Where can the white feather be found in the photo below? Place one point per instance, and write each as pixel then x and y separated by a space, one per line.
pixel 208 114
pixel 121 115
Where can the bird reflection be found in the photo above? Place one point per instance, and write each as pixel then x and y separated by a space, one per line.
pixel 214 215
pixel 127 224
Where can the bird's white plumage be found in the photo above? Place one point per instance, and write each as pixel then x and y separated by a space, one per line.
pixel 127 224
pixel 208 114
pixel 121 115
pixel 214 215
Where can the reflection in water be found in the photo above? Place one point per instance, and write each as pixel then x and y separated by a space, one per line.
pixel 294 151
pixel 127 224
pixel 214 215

********

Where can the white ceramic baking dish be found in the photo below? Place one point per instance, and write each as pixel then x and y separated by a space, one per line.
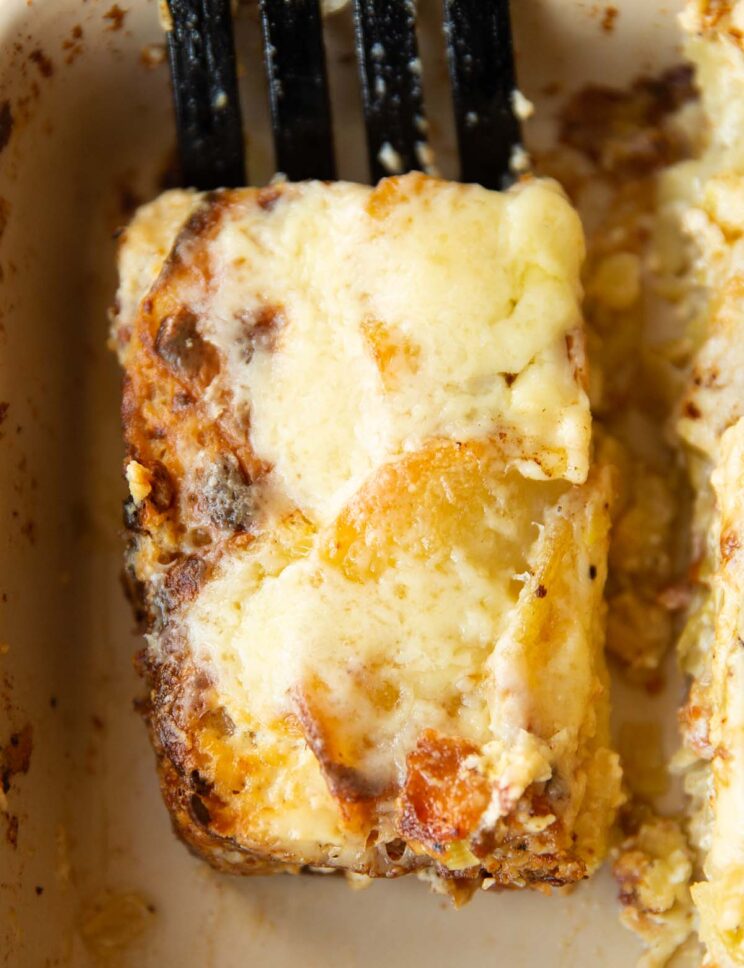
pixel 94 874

********

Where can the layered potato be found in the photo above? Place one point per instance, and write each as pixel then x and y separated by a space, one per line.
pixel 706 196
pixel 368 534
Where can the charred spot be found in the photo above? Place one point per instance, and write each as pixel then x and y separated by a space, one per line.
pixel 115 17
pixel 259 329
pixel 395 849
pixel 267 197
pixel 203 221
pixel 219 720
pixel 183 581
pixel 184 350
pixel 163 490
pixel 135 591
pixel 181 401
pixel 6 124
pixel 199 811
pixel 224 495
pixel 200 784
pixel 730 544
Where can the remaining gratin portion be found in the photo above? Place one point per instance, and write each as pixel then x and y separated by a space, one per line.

********

[Your goal] The response should be the listing above, limited to the lines between the one holding "Where can the charred" and the one holding "Where can the remaining", inclusive, reproduced exactly.

[Expected answer]
Where can the charred spot be found in the photo above? Place one point per instance, and write each as pixel then x and y separated by a space, one per line.
pixel 115 17
pixel 259 329
pixel 395 849
pixel 267 197
pixel 203 221
pixel 219 720
pixel 183 581
pixel 184 350
pixel 163 490
pixel 135 591
pixel 181 401
pixel 6 124
pixel 199 811
pixel 224 495
pixel 200 784
pixel 730 544
Where can the remaining gratin portion be found in the photo above? Place one point per instance, and write each as pixel then x and y separated by a space, one per line.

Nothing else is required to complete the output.